Quote each of the rows below word for word, keeping every character unchanged.

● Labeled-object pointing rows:
>> START
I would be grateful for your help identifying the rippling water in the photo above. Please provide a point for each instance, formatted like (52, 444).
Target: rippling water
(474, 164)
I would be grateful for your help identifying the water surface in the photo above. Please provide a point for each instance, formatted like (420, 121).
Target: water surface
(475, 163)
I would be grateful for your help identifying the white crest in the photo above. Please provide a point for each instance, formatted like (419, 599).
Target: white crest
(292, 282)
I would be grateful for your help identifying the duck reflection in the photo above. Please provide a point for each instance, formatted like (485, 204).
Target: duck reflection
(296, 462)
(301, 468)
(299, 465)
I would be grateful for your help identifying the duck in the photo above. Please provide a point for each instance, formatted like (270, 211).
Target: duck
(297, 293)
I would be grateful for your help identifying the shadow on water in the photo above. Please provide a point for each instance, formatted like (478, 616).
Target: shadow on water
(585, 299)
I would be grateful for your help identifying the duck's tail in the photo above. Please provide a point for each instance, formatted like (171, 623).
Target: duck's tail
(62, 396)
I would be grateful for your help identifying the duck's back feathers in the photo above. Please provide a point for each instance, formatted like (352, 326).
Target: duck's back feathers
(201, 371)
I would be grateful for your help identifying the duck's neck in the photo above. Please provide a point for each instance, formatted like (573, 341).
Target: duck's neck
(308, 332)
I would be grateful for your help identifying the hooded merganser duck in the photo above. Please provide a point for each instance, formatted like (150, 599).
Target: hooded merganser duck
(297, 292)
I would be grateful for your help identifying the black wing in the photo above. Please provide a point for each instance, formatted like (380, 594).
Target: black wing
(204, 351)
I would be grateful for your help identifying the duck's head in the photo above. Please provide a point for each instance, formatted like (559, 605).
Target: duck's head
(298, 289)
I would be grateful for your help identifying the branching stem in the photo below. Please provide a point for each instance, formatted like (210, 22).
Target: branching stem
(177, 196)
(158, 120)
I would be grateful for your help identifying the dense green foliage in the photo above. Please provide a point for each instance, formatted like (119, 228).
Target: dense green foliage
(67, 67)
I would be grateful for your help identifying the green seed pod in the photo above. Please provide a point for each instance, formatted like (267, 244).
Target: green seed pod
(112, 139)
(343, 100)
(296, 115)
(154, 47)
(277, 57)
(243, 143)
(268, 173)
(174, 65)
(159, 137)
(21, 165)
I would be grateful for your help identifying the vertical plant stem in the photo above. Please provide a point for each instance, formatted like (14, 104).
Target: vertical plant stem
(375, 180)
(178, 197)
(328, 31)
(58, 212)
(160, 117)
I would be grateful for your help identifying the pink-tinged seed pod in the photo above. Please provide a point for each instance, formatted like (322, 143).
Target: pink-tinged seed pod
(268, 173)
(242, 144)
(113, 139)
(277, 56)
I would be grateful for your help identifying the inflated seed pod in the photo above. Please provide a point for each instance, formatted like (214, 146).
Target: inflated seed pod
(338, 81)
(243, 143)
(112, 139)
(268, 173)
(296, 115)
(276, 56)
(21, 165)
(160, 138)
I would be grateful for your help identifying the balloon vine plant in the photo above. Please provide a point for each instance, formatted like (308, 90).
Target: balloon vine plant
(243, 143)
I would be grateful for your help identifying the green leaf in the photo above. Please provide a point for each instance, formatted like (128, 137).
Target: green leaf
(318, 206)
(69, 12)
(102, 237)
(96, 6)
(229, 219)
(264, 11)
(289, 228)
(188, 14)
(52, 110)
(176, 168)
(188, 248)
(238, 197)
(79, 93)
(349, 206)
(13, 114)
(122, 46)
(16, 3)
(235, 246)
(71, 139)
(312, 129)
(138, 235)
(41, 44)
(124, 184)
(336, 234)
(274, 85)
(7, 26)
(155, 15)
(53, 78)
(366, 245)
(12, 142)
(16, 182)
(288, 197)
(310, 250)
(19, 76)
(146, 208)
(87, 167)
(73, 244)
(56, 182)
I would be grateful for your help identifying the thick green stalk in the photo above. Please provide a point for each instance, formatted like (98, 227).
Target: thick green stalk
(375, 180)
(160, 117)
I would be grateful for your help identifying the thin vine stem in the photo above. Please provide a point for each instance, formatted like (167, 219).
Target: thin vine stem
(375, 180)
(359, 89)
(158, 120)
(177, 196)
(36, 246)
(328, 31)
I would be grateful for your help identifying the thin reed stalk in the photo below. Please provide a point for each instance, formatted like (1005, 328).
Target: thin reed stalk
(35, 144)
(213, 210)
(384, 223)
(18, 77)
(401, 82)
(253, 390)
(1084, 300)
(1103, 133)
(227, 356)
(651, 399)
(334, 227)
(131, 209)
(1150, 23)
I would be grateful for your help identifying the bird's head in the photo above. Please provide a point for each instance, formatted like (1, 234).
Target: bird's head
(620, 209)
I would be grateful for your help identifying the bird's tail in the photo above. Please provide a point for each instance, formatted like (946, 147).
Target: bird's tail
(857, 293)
>> END
● Full solution:
I would be grateful for your help identifying the rippling water in the photo above. Please provide a point for each instance, formatted like (52, 444).
Target: rippling water
(474, 164)
I would be grateful for your help identifying the water surface in the photo above. Please provide a point for each instance, formatted like (420, 121).
Target: water surface
(475, 163)
I would be grateful for your help identifying the white crest in the photo above. Please provide a point for each instance, formatted like (419, 599).
Target: white crest
(292, 282)
I would be grateful for your help identifying the duck reflection in the photo above. Please provide a point for each instance, formatted like (485, 204).
Target: duck reflection
(296, 462)
(301, 468)
(299, 465)
I would be grateful for your help identifying the duck in the photo above. Please provide a point for each instance, formatted like (270, 211).
Target: duck
(297, 293)
I would be grateful for your help identifying the shadow on water in the photo above. Please provide a point for each instance, formatted like (478, 616).
Target: shadow on water
(585, 299)
I would be grateful for your help identifying the duck's tail in the photo above. Please provide a point for each instance, formatted like (171, 623).
Target: duck's tail
(62, 396)
I would be grateful for your help identifying the duck's back feathers in the photo above. Please provide a point for each instance, formatted like (352, 326).
Target: duck's back feathers
(201, 371)
I would be grateful for your help identifying the duck's neck in the photo above. Please provide a point for each instance, formatted like (573, 341).
Target: duck's neck
(308, 332)
I would be grateful for your help identifying the hooded merganser duck in the photo above. Please provide a point for each instance, formatted like (150, 599).
Target: hooded merganser duck
(297, 292)
I would be grateful for your help identifying the black wing in the photo above. Please provide a point for each instance, formatted like (380, 594).
Target: black wing
(204, 351)
I would be grateful for your help identifying the duck's head in the photo above. Please provide a point for each instance, formatted like (559, 605).
Target: duck's head
(298, 289)
I would be grateful for your help identifying the branching stem in the photo below. Please provide a point for each instance, formatted like (210, 22).
Target: branching stem
(177, 196)
(158, 120)
I would be grateful for your help identifying the dense green foliage in the photo above. Please provide a point for each instance, formatted like (119, 228).
Target: dense green foliage
(67, 67)
I would be grateful for your help identifying the green seed pod in the photo above. Please provide a point for each instance, formatted like (267, 244).
Target: green seed pod
(112, 139)
(343, 100)
(296, 115)
(154, 47)
(277, 57)
(243, 143)
(268, 173)
(174, 65)
(159, 137)
(21, 165)
I would be grateful for your help identifying the vertical plant stem in the photo above. Please provide a point for each instance, formatted like (14, 104).
Target: vertical plant stem
(375, 180)
(178, 197)
(328, 31)
(58, 212)
(160, 117)
I would be grateful for your help identifying the pink-tinged seed pod in the photo above. Please provide a point for each instance, formatted like (322, 143).
Target: pink-tinged seed pod
(268, 173)
(242, 144)
(113, 139)
(277, 56)
I would be grateful for your help identifying the inflated seed pod in the photo above. Please provide a point for each instance, formatted like (214, 146).
Target: inflated seed pod
(338, 81)
(243, 143)
(112, 139)
(268, 173)
(296, 115)
(276, 56)
(21, 165)
(160, 138)
I would be grateful for your help identifying the balloon vine plant in the photo above. Please provide a point for each instance, formatted like (308, 90).
Target: balloon vine plant
(243, 143)
I would be grateful for your help identifying the green leaf in the photo above. Please provide a point for each instance, formatted like (128, 137).
Target: green leaf
(318, 206)
(69, 12)
(102, 237)
(96, 6)
(229, 219)
(264, 11)
(289, 228)
(188, 14)
(52, 110)
(176, 168)
(188, 248)
(238, 197)
(79, 93)
(349, 206)
(13, 114)
(122, 46)
(16, 3)
(235, 246)
(71, 139)
(312, 129)
(138, 235)
(41, 44)
(124, 184)
(336, 234)
(274, 85)
(7, 26)
(155, 15)
(53, 78)
(366, 245)
(12, 142)
(16, 182)
(288, 197)
(310, 250)
(19, 76)
(146, 208)
(87, 167)
(73, 244)
(56, 182)
I would be grateful for your help identifying the thick green stalk in the photo above. Please provide a point for each instance, formatted like (98, 227).
Target: thick green stalk
(375, 180)
(160, 117)
I would be grateful for your help identifying the thin vine stem in the photo above. Please provide a point for each instance, formatted like (167, 219).
Target: thin vine stem
(375, 180)
(359, 89)
(158, 120)
(177, 196)
(36, 246)
(328, 31)
I would be grateful for your help identifying the thin reed stalk in the photo below. Please provide a point for each instance, formatted like (1005, 328).
Target: thin reed stalk
(35, 144)
(213, 210)
(384, 223)
(18, 77)
(401, 82)
(253, 390)
(1084, 300)
(1103, 133)
(227, 356)
(651, 399)
(334, 227)
(131, 209)
(1150, 23)
I would be grateful for your help identifying the bird's head in the photo above. Please provide a point for each instance, formatted like (1, 234).
Target: bird's head
(620, 209)
I would be grateful for your help identifying the bird's tail in the photo above. Please provide a point for each instance, formatted like (946, 147).
Target: bird's tail
(857, 293)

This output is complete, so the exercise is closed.